┌─ Estratto della pagina

Sentenza Sentenza Cassazione Civile n. 26742 del 23/10/2018

Cassazione civile sez. VI, 23/10/2018, (ud. 27/09/2018, dep. 23/10/2018), n.26742

LA CORTE SUPREMA DI CASSAZIONE

SEZIONE SESTA CIVILE

SOTTOSEZIONE T

Composta dagli Ill.mi Sigg.ri Magistrati:

Dott. CIRILLO Ettore – Presidente –

Dott. MANZON Enrico – rel. Consigliere –

Dott. NAPOLETANO Lucio – Consigliere –

Dott. LUCIOTTI Lucio – Consigliere –

Dott. CRICENTI Giuseppe – Consigliere –

ha pronunciato la seguente:

ORDINANZA

sul ricorso 17255-2017 proposto da:

N.A., in proprio e nella qualità di legale rappresentate

pro tempore della cessata AL.PA. S.n.c. di N.A. e C.,

NA.AL., elettivamente domiciliati in ROMA, PIAZZALE LUIGI

STURZO 9, presso lo studio dell’avvocato VINCENZO FORTINO, che li

rappresenta e difende;

– ricorrenti –

contro

AGENZIA DELLE ENTRATE, (OMISSIS), in persona del Direttore pro

tempore, elettivamente domiciliata in ROMA, VIA DEI PORTOGHESI 12,

presso l’AVVOCATURA GENERALE DELLO STATO, che la rappresenta e

difende ope legis;

– controricorrente –

avverso la sentenza n. 9615/17/2016 della COMMISSIONE TRIBUTARIA

REGIONALE di ROMA, depositata il 29/12/2016;

udita la relazione della causa svolta nella camera di consiglio non

partecipata del 27/09/2018 dal Consigliere Dott. ENRICO MANZON.

Fatto

RILEVATO

che:

Con sentenza n. 9615/17/16 depositata in data 29 dicembre 2016 la Commissione tributaria regionale del Lazio respingeva l’appello proposto dalla AL.PA snc di N.A. e C. e dai suoi soci N.A. e Na.Al. avverso la sentenza n. 7851/63/15 della Commissione tributaria provinciale di Roma che ne aveva respinto i ricorsi contro gli avvisi di accertamento per II.DD. ed IVA 2008. La CTR osservava in particolare che pur dovendosi ritenere ammissibile, ancorchè proposta per la prima volta in appello, era comunque infondata l’eccezione di invalidità degli atti impositivi impugnati per difetto di poteri del funzionario sottoscrittore; che l’appello era mentalmente infondato, essendo le pretese erariali (indeducibilità dei costi/indetraibilità dell’IVA per l’inesistenza oggettiva delle operazioni di cui a fatture passive registrate) suffragate da plurime e complessivamente adeguate prove indiziarie.

Avverso la decisione hanno proposto ricorso per cassazione i contribuenti deducendo quattro motivi.

Resiste con controricorso l’Agenzia delle entrate.

└─
┌─ Righe fornite

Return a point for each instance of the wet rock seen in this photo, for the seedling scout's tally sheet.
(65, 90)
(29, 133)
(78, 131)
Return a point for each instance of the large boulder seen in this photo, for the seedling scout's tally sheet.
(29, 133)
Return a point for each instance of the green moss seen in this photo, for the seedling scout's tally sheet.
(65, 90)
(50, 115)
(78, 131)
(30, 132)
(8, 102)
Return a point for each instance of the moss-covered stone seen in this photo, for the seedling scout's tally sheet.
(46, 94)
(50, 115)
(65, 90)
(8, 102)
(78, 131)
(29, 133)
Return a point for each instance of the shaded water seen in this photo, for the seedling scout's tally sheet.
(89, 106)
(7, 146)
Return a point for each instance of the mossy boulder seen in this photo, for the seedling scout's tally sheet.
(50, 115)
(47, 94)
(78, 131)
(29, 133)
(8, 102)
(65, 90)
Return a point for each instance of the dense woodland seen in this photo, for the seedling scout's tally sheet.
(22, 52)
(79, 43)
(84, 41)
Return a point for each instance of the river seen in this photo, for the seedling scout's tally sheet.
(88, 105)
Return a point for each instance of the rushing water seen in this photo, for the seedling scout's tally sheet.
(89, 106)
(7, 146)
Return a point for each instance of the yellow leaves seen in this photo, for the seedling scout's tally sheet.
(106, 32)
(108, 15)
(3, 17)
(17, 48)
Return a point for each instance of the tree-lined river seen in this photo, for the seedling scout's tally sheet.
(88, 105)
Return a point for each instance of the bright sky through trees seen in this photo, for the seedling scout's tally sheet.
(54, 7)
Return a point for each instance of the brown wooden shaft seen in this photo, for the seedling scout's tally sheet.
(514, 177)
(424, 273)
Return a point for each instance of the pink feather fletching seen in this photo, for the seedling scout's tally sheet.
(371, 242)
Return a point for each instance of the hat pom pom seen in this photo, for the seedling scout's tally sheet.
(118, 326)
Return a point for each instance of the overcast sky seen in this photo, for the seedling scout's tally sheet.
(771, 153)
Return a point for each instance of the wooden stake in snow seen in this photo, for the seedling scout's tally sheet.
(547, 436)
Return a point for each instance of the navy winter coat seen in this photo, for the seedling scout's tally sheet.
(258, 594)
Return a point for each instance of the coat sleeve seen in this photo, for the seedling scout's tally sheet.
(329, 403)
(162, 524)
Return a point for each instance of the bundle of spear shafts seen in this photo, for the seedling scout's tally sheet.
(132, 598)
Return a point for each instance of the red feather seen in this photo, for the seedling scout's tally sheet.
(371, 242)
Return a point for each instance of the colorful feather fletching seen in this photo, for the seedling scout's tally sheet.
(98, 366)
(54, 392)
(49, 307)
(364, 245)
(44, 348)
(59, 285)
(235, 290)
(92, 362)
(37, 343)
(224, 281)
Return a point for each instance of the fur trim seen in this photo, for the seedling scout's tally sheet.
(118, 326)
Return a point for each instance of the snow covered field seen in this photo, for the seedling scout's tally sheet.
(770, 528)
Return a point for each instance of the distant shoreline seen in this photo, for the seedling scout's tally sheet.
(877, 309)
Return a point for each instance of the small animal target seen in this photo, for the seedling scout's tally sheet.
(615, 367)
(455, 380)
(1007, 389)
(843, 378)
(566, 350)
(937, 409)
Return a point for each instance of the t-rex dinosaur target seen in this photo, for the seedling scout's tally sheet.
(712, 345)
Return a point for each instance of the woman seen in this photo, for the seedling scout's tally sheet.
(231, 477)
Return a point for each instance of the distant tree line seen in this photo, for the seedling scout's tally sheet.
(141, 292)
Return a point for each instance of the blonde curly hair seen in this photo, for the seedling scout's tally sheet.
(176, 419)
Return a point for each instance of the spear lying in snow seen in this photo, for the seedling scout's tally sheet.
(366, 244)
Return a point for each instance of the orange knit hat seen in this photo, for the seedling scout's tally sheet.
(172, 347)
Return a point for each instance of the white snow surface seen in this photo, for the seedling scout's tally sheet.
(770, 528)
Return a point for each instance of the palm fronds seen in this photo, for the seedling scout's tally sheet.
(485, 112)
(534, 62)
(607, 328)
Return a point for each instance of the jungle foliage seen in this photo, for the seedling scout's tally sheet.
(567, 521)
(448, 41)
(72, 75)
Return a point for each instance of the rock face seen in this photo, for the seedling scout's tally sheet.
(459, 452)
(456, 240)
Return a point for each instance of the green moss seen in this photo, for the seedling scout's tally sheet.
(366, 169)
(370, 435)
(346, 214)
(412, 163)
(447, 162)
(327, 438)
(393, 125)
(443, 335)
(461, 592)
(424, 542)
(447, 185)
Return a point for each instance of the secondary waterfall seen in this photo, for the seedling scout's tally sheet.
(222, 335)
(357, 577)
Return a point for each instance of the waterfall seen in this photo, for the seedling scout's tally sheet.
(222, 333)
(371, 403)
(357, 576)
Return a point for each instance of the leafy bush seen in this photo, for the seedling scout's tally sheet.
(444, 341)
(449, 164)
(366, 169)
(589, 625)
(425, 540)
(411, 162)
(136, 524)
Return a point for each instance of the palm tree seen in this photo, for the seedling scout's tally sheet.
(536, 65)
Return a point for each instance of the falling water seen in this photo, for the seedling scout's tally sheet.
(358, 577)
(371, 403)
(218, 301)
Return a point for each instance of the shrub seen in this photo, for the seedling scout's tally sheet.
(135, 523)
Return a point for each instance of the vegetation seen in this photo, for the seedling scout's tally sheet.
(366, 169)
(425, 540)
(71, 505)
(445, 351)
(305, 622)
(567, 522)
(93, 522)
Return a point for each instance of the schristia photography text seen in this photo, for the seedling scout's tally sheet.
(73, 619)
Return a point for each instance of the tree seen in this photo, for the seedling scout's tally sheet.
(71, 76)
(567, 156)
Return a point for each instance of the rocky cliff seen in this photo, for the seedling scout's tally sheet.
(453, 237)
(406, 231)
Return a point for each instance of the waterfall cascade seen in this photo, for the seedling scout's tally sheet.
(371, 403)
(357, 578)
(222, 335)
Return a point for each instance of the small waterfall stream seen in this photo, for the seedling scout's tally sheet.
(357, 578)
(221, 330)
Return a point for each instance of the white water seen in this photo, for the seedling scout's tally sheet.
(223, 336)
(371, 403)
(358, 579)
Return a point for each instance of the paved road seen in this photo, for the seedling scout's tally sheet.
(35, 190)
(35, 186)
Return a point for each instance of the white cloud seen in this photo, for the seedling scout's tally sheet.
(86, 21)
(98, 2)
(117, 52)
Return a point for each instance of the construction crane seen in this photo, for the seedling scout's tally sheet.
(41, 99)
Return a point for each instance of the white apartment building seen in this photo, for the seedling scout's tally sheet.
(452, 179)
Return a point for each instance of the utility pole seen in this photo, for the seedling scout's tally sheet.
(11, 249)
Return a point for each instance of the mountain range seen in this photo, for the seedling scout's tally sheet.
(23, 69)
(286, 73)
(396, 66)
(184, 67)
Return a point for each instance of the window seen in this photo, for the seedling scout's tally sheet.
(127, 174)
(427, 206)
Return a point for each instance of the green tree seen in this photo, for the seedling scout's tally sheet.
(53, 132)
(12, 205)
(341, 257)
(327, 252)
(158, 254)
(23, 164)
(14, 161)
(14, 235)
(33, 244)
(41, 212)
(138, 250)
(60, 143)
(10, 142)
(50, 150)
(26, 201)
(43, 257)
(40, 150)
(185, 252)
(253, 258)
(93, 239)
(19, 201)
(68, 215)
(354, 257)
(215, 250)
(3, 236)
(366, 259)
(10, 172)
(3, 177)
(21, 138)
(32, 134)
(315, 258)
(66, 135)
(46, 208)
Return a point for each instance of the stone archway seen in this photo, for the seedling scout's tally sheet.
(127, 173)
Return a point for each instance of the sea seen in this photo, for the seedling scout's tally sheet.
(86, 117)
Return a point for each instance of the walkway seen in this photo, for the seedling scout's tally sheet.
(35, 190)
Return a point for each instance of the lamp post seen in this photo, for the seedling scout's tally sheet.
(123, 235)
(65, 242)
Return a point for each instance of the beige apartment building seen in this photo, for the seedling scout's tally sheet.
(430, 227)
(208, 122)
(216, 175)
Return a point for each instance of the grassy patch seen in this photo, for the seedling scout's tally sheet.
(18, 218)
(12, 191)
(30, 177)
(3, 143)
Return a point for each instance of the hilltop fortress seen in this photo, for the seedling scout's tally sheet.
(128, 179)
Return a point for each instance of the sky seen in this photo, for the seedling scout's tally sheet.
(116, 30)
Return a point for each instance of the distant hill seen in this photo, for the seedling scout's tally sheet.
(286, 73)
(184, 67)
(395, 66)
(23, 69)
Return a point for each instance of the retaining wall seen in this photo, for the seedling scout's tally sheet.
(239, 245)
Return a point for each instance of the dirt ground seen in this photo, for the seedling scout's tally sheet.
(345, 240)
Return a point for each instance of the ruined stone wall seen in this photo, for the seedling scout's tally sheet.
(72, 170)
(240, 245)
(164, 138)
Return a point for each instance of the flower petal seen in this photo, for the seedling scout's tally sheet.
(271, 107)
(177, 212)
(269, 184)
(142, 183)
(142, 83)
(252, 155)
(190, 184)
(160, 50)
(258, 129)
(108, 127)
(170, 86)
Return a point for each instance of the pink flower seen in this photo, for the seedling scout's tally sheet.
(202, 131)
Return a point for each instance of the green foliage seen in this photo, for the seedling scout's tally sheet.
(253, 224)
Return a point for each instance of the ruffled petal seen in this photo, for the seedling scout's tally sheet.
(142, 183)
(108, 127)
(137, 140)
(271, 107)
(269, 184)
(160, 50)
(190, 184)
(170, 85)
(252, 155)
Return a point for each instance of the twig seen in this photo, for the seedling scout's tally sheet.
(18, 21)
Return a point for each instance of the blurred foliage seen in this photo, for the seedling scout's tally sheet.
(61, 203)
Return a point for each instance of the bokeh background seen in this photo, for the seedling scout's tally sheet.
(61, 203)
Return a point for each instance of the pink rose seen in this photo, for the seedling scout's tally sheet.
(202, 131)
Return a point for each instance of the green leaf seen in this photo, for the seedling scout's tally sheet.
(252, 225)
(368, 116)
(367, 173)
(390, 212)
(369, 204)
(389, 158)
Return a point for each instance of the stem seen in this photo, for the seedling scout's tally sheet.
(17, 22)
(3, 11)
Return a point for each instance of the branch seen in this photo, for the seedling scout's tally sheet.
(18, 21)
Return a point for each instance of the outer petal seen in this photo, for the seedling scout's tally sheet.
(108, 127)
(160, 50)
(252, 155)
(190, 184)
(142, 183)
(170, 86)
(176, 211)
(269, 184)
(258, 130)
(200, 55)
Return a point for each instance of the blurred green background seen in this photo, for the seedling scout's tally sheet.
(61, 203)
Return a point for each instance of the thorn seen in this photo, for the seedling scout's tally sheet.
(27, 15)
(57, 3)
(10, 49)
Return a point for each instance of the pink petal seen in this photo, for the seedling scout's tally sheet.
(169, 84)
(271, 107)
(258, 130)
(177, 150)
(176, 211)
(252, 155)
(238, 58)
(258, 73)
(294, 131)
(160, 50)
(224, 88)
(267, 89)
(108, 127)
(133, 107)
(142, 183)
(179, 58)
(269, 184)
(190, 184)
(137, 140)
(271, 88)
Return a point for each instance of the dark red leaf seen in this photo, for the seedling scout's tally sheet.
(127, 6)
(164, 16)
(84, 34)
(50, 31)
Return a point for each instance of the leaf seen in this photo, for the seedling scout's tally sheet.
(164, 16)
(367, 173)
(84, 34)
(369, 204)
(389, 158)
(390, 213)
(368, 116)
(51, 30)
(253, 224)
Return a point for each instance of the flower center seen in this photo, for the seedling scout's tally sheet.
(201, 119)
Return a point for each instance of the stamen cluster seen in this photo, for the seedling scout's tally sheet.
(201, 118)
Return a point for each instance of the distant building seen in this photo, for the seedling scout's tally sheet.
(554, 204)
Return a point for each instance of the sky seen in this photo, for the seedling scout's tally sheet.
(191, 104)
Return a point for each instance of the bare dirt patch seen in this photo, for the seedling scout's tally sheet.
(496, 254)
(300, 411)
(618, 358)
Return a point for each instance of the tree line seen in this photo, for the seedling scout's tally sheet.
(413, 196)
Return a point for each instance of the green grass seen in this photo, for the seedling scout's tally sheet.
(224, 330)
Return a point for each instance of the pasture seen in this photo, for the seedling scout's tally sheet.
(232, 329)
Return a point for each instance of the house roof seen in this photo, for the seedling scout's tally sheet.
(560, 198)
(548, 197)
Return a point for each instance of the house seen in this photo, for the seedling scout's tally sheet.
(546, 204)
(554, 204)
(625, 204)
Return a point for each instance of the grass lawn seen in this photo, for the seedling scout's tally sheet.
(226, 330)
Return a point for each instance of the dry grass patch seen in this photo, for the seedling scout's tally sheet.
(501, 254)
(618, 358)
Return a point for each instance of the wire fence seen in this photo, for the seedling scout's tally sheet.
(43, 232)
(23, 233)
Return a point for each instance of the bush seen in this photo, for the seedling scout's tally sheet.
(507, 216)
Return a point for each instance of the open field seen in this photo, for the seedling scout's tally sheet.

└─

● Esercizi:
(A) Secondo l'ordinanza della Cassazione, quanti motivi hanno dedotto i contribuenti nel ricorso per cassazione?
(B) Riscrivi la parte delle righe fornite che si apre con la riga contenente "Return a point for each instance of the bush" e prosegue fino alla fine delle righe, sostituendo "open field" con "meadow" e lasciando invariato tutto il resto.

● Soluzioni degli esercizi:
(A) Quattro motivi.

(B)
Return a point for each instance of the bush seen in this photo, for the seedling scout's tally sheet.
(507, 216)
Return a point for each instance of the meadow seen in this photo, for the seedling scout's tally sheet.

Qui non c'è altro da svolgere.